[Passage provided]
---+---

The [GET method](https://en.wikipedia.org/wiki/Hypertext_Transfer_Protocol#Request_methods) retrieves information from the server.

We start scraping this website: https://httpbin.org/ - HTTP Request & Response Service. The website offers some useful endpoints [1] to check the content of our request. Some of them provide an 'echo service' that reply with the request received.

[1] Endpoint is a web address (URL) at which clients of a specific service can gain access to it. By referencing that URL, clients can get to operations provided by that service.

#### Example 1: Get request basics
Here we show an example on how use a get request. In particular, you see that we can get different information about the response:

* The status code [2] which tells us whether everything is fine and if the request worked
* The headers
* Body of the response (typically HTML for webpages or JSON/XML for web services)

[2] Find the reminder of HTTP status codes [here](https://en.wikipedia.org/wiki/List_of_HTTP_status_codes). Some typical codes are: **200 OK** (standard response for successful HTTP requests) and **404 Not Found** (the requested resource could not be found but may be available in the future).

**NOTE:** this is an echo service, what you see is what we sent to the server

In [2]:
# Make the request
r = requests.get('https://httpbin.org/ip') # /ip: Returns the requester's IP Address.

print('Response status code: {0}\n'.format(r.status_code))
print('Response headers: {0}\n'.format(r.headers))
print('Response body: {0}'.format(r.text))

Response status code: 200

Response headers: {'Date': 'Fri, 27 Sep 2024 14:36:44 GMT', 'Content-Type': 'application/json', 'Content-Length': '33', 'Connection': 'keep-alive', 'Server': 'gunicorn/19.9.0', 'Access-Control-Allow-Origin': '*', 'Access-Control-Allow-Credentials': 'true'}

Response body: {
  "origin": "89.207.171.143"

---+---

[Provided data]
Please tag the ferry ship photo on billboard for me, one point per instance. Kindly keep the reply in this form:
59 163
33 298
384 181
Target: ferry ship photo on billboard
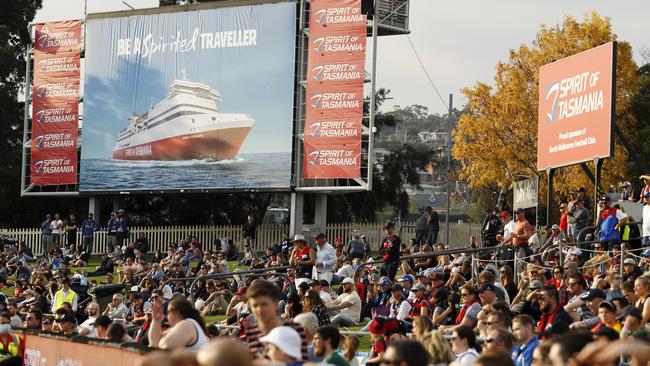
185 125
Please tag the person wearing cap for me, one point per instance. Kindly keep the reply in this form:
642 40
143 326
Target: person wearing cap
421 225
88 326
554 317
348 304
283 345
421 306
111 232
607 317
65 294
326 343
46 234
508 228
407 282
88 228
304 257
116 309
325 259
631 270
399 305
564 220
389 251
433 226
589 319
610 221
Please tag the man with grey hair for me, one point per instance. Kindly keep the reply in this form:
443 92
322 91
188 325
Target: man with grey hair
309 321
116 309
88 326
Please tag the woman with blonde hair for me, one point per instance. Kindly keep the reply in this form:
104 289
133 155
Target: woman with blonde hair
421 326
438 347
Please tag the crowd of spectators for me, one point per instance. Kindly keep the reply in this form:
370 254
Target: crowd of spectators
516 296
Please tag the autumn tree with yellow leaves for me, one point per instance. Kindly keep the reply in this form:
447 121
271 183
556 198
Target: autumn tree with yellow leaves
496 139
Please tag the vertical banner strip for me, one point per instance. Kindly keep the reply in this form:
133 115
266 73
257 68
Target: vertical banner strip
55 108
334 90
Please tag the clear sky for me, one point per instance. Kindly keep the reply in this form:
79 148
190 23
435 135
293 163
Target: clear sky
459 42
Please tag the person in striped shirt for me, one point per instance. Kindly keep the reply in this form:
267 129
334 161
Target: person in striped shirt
263 299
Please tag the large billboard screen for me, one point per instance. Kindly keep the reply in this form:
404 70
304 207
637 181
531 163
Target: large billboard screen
189 101
576 108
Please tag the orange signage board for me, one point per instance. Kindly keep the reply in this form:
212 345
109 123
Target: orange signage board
576 108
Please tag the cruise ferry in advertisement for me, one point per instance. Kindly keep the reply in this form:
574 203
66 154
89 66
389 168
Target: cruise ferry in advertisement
185 125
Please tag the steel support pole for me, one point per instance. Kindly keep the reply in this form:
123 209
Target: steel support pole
549 196
451 101
598 163
373 91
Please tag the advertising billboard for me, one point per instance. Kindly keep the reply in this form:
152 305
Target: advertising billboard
55 96
334 92
576 108
197 100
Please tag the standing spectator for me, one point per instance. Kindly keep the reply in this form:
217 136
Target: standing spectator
71 227
111 232
304 257
142 243
628 192
57 229
609 222
263 298
421 225
523 330
88 228
348 304
325 259
356 248
406 353
390 252
122 228
46 234
65 294
520 235
250 230
490 228
463 343
433 225
366 246
326 345
579 219
564 220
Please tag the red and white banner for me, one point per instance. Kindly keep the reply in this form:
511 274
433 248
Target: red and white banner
334 91
55 108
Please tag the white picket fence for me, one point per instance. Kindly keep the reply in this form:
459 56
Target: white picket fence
160 237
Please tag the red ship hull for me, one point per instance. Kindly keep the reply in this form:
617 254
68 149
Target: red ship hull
218 145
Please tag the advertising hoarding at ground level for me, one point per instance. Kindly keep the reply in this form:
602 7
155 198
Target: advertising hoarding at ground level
191 100
576 108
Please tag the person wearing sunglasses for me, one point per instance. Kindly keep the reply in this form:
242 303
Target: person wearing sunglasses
463 343
405 353
499 340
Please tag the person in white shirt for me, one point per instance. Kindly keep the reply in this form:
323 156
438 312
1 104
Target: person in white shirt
463 343
88 326
348 304
646 219
325 259
57 229
116 309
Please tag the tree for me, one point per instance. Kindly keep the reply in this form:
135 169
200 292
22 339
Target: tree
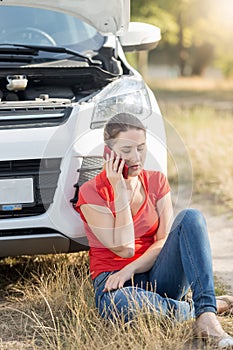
192 29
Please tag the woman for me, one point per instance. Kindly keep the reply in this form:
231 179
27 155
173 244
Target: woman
134 262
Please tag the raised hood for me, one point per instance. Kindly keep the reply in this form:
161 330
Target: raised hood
107 16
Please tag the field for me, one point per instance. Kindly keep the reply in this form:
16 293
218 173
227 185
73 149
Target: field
46 302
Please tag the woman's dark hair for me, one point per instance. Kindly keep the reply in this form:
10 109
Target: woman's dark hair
119 123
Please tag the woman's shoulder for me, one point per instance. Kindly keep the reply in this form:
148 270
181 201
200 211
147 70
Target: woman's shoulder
156 183
154 175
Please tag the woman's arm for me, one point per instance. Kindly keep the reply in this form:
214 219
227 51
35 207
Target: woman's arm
146 261
114 232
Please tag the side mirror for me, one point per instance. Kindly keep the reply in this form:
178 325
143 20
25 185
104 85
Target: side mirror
140 37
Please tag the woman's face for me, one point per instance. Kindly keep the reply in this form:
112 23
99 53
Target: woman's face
131 146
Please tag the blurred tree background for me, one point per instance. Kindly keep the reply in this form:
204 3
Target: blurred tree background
196 34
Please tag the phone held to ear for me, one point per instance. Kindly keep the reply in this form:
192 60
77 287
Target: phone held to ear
125 171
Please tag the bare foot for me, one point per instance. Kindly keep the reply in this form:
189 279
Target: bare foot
224 304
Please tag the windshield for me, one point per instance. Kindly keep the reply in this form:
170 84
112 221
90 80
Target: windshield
32 26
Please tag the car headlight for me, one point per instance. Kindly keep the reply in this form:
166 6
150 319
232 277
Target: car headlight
128 95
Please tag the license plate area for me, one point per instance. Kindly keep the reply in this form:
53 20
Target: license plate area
16 191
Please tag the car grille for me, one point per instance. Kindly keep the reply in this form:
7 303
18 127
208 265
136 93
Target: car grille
45 174
33 115
91 166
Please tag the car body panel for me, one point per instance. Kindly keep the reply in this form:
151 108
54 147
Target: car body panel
106 16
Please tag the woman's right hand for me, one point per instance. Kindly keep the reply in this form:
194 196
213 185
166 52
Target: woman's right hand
114 169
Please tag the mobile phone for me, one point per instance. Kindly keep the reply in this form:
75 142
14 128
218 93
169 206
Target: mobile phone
125 170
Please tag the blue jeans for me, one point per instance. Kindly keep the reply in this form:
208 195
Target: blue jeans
184 262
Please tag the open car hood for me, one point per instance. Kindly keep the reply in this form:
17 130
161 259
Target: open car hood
107 16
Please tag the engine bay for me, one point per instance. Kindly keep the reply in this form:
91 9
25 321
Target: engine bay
67 82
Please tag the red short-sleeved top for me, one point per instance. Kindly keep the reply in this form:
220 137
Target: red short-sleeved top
98 191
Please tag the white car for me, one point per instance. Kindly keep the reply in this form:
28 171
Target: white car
63 74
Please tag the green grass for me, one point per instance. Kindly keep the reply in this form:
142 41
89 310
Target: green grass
203 122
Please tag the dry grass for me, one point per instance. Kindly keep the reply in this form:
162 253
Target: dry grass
51 307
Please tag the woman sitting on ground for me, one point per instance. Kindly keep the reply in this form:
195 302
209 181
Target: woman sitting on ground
136 259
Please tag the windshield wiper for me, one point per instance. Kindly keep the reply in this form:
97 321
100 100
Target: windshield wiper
36 48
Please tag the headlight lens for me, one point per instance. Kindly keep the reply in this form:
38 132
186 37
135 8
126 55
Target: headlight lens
128 95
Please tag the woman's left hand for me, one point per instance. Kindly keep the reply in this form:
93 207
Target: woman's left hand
118 279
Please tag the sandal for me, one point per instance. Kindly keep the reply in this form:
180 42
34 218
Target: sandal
228 299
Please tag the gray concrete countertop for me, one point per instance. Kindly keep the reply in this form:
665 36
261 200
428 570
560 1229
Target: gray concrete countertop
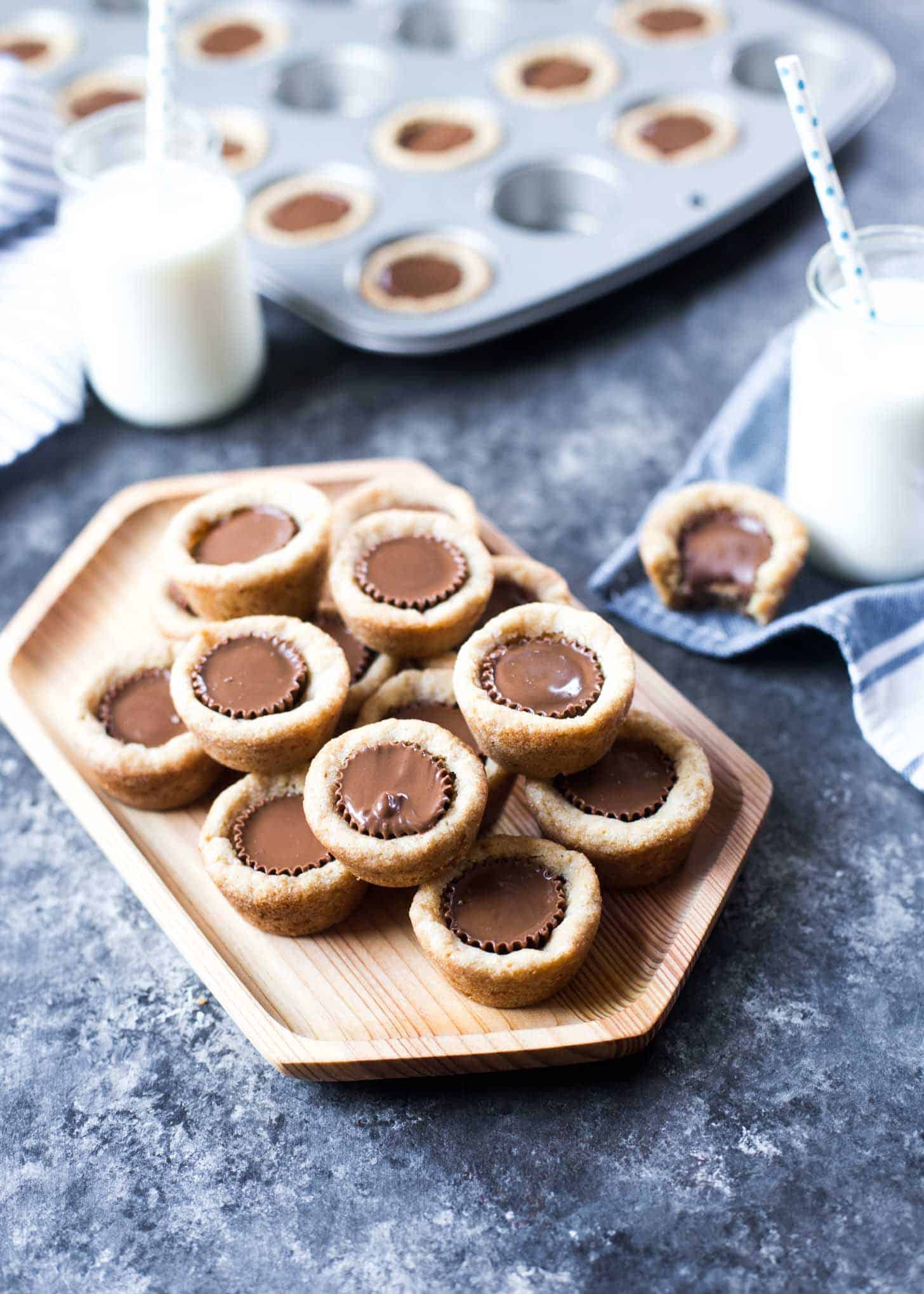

---+---

[Your tasks]
(a) Quote the GET request tutorial word for word, between "[1] Endpoint is" and "by that service.", inclusive.
(b) Pick up the GET request tutorial where it stops and keep writing it.

[Exercise responses]
(a)
[1] Endpoint is a web address (URL) at which clients of a specific service can gain access to it. By referencing that URL, clients can get to operations provided by that service.

(b)
}



#### Example 2: Parsing JSON string from the response

If the body of the response is a JSON string, Requests offers a convenient way to parse the text and get a Python dictionary.

Let's try to get the current time from here: http://worldtimeapi.org/api/timezone/Europe/Zurich – a simple web service that returns the local-time for a given timezone as either JSON (by default) or plain-text.

In [3]:
r = requests.get('http://worldtimeapi.org/api/timezone/Europe/Zurich')

print('Response body (parsed json):')
r.json()

ConnectionError: ('Connection aborted.', ConnectionResetError(54, 'Connection reset by peer'))

#### Example 3: Including parameters into get request

This time, the `url` has been slightly changed to include a parameter (key1).

Remember that the with the GET method the parameters are part of the URL.

In [None]:
r = requests.get('https://httpbin.org/get?key1=value1')
r.json()

### Make a `post` request
The [POST method](https://en.wikipedia.org/wiki/POST_(HTTP)) requests that a web server accepts the data enclosed in the body of the request message, most likely for storing it.

A POST request can have the paramenters in the body. Let's how to do this with Requests library:

In [None]:
payload = {'key1': 'value1', 'key2': 'value2'}
r = requests.post('https://httpbin.org/post', data=payload)
r.json()

### Make a request and extract the Page Title!

* Send the request and get the `html`

In [None]:
# Send the request
r = requests.get('https://httpbin.org/html')
r.text[:300]

* Thus, we start to use our beloved `BeautifulSoup` to parse the HTML and we get the header

In [None]:
# Extract the header
soup = BeautifulSoup(r.text, 'html.parser')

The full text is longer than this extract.